SOURCE TEXT:
++++++++++++++++++++
"We were behind the eight ball right from the first or second inning, and were never really in this one," said Red Sox manager John Farrell. "It's a little disappointing given the 10-game stretch we just completed going into and coming out of the All-Star break."
Toronto starter Marcus Stroman held the Boston bats to a single hit over seven innings in the series finale, while Boston's Rubby De La Rosa struggled mightily in what was his worst -- and shortest -- start of the season.
The 25-year-old, who entered the game having allowed five runs over his past four starts, gave up a run in the first and a pair in each of the second, third and fifth innings as his record fell to 3-3. De La Rosa has struggled away from Fenway Park this season. He's 0-3 through four road starts, while unbeaten at home.
"It's a stark contrast. Clearly, he feels comfortable on the mound at Fenway and is able to channel the emotion and adrenaline inside Fenway Park," said Farrell. "We've got to do something to try and even out the splits as they stand."
++++++++++++++++++++
Summarize the baseball game report in exactly two sentences.
++++++++++++++++++++
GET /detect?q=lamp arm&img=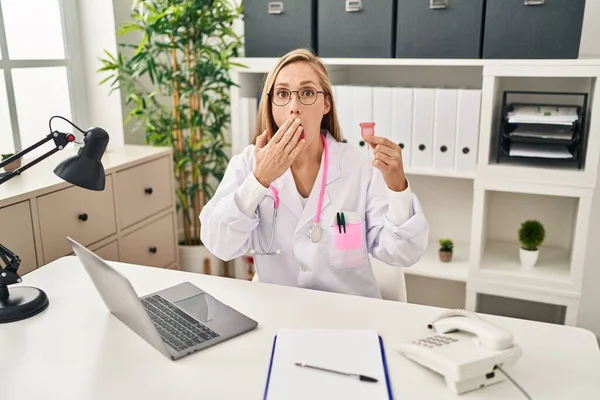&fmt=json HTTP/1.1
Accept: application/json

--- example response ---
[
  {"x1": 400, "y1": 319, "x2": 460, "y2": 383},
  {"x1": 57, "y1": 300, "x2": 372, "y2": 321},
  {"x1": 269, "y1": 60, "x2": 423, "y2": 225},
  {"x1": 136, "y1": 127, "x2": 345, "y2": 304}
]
[
  {"x1": 0, "y1": 243, "x2": 21, "y2": 300},
  {"x1": 0, "y1": 131, "x2": 75, "y2": 185}
]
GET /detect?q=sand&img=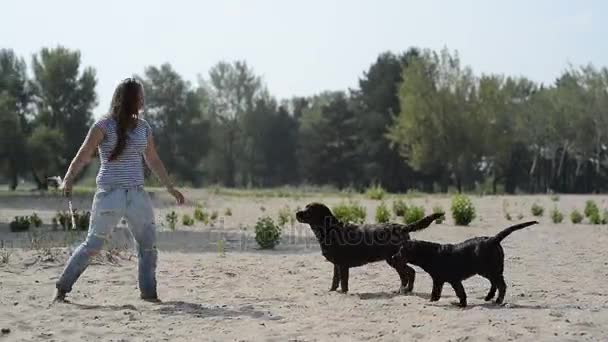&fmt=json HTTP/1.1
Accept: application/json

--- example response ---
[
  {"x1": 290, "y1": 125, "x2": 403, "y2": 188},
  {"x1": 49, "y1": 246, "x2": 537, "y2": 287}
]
[{"x1": 0, "y1": 191, "x2": 608, "y2": 341}]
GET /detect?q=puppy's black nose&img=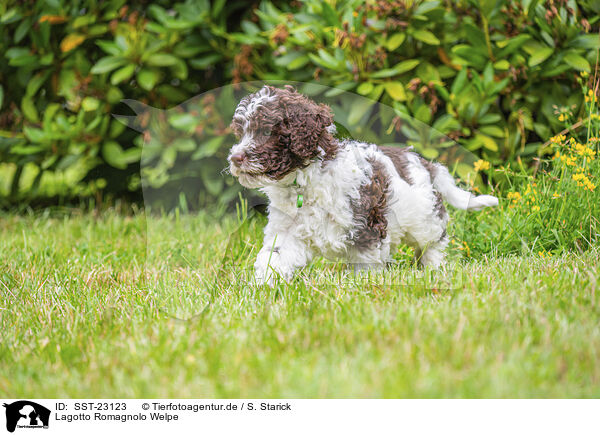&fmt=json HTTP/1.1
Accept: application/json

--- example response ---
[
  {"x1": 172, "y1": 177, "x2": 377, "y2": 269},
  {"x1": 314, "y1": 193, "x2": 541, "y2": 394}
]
[{"x1": 229, "y1": 153, "x2": 246, "y2": 166}]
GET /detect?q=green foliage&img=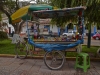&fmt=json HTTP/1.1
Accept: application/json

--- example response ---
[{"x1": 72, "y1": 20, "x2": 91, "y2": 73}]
[
  {"x1": 0, "y1": 31, "x2": 8, "y2": 41},
  {"x1": 50, "y1": 0, "x2": 100, "y2": 25}
]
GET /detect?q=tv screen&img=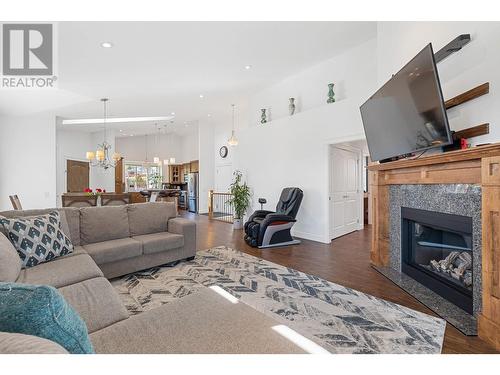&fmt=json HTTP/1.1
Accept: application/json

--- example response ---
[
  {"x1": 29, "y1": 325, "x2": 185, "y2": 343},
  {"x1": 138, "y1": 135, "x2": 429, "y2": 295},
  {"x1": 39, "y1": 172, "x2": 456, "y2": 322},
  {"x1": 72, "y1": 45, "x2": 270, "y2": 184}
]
[{"x1": 360, "y1": 44, "x2": 452, "y2": 161}]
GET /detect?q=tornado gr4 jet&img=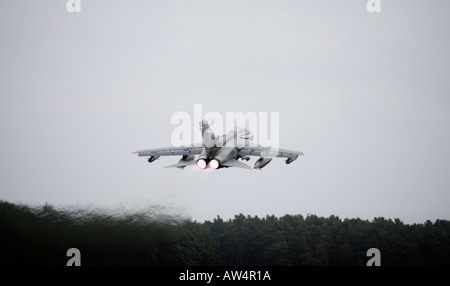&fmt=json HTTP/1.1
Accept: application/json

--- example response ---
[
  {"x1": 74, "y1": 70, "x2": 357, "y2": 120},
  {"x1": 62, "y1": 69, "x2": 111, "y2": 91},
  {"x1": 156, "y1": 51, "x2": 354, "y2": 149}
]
[{"x1": 133, "y1": 120, "x2": 303, "y2": 169}]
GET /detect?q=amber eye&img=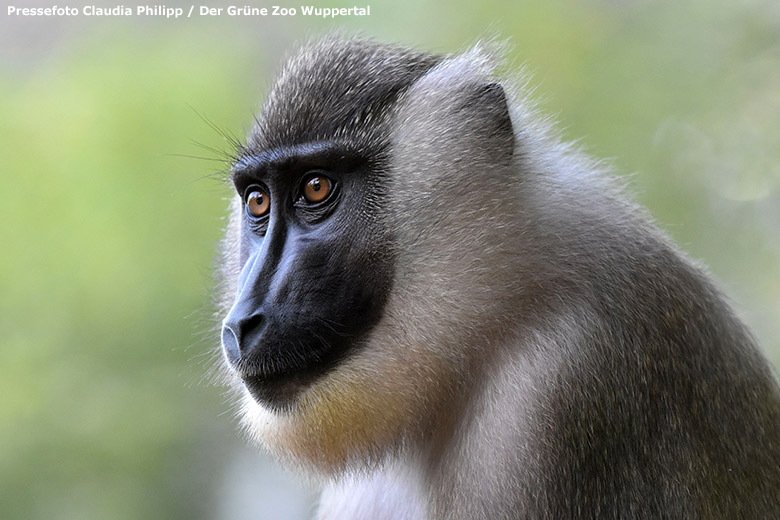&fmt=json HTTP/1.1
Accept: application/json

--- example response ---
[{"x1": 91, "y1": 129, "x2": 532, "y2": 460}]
[
  {"x1": 303, "y1": 175, "x2": 330, "y2": 204},
  {"x1": 246, "y1": 188, "x2": 271, "y2": 217}
]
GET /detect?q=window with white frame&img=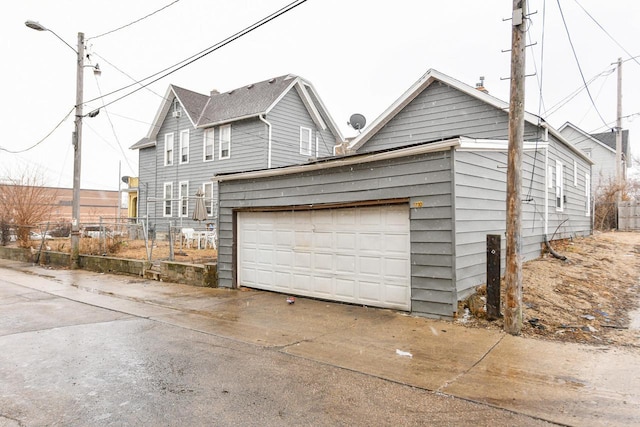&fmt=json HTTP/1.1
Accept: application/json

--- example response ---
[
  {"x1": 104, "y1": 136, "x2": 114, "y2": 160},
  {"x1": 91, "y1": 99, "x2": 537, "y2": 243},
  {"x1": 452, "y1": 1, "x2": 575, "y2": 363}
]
[
  {"x1": 178, "y1": 181, "x2": 189, "y2": 217},
  {"x1": 584, "y1": 172, "x2": 591, "y2": 216},
  {"x1": 162, "y1": 182, "x2": 173, "y2": 216},
  {"x1": 219, "y1": 125, "x2": 231, "y2": 159},
  {"x1": 202, "y1": 128, "x2": 215, "y2": 162},
  {"x1": 180, "y1": 129, "x2": 189, "y2": 163},
  {"x1": 556, "y1": 160, "x2": 564, "y2": 212},
  {"x1": 300, "y1": 126, "x2": 312, "y2": 156},
  {"x1": 202, "y1": 182, "x2": 213, "y2": 216},
  {"x1": 164, "y1": 133, "x2": 173, "y2": 166}
]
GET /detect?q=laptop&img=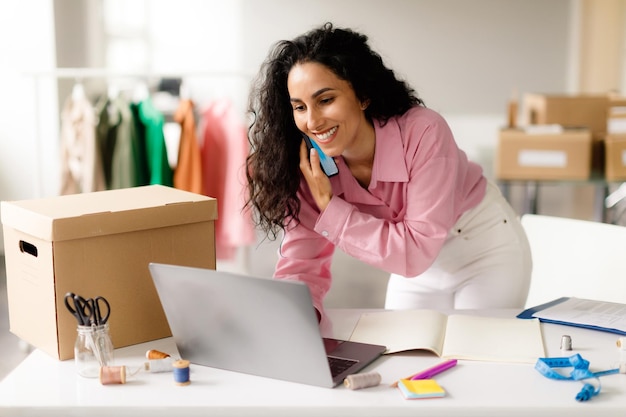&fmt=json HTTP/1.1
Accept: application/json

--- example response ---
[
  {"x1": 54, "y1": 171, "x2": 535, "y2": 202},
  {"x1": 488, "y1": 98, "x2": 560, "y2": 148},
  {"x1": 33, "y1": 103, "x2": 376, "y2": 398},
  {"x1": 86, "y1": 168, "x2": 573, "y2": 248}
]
[{"x1": 149, "y1": 263, "x2": 386, "y2": 388}]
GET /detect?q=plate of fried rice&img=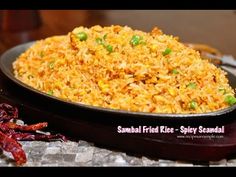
++++++++++++++++++++
EXERCISE SOLUTION: Toronto starter Marcus Stroman allowed Boston a single hit over seven innings in the series finale, while Boston's Rubby De La Rosa had his worst and shortest start of the season, giving up runs in the first, second, third and fifth innings as his record fell to 3-3. Red Sox manager John Farrell said his team was never really in the game and noted that De La Rosa, 0-3 in four road starts but unbeaten at home, is comfortable at Fenway Park and that the team has to try to even out those splits.